Natural-language object grounding data
----
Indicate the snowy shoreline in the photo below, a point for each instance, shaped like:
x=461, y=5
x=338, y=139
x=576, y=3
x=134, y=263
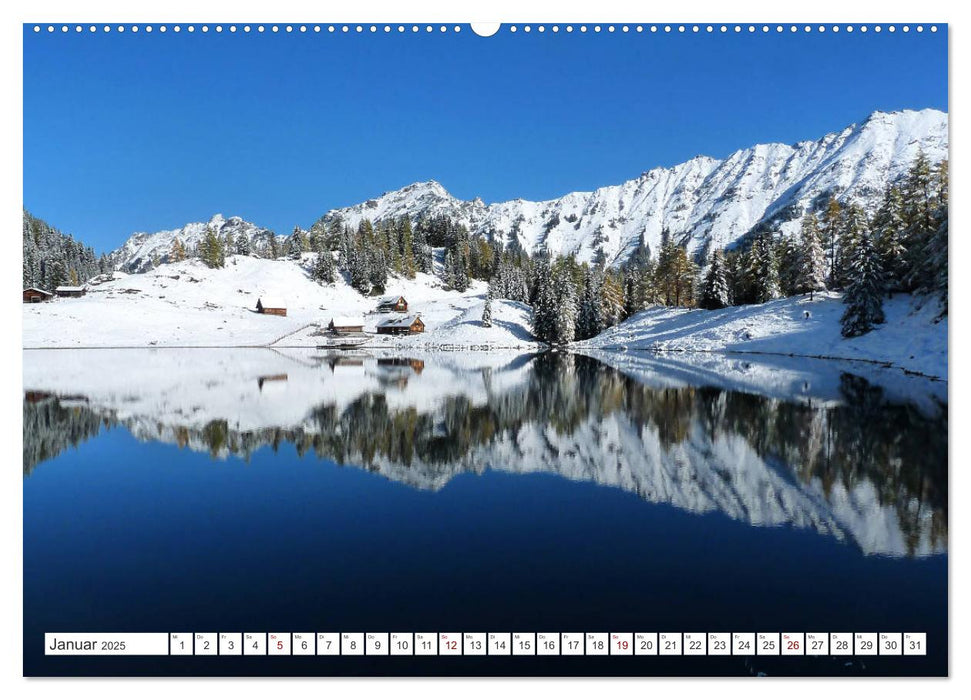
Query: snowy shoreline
----
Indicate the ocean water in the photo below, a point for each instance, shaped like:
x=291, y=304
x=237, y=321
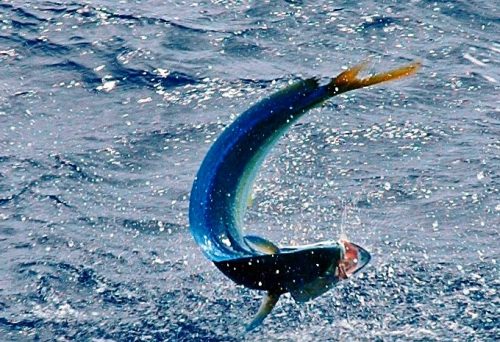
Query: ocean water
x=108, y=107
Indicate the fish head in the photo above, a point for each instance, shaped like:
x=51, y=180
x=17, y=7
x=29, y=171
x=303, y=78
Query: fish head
----
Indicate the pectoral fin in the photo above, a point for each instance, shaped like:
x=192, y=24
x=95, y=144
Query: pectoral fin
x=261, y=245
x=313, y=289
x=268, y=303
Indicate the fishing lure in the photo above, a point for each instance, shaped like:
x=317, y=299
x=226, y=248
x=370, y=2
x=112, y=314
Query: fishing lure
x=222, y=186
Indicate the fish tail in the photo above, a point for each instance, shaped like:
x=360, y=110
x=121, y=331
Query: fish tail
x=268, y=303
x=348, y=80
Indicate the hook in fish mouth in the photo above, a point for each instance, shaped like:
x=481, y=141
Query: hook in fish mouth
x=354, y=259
----
What is being asked
Gather each line in the data that holds the string "above".

Solution for this task
Indicate the fish head in the photo above, a point for each instance, shaped like:
Indicate the pectoral fin in the photo above, a point for each instance, shaped like:
Indicate the fishing lure in the photo above, a point for each instance, shaped like:
Indicate the fish tail in the photo above, a point for each instance, shaped like:
Indicate the hook in fish mouth in the photo above, a point for each instance, shaped like:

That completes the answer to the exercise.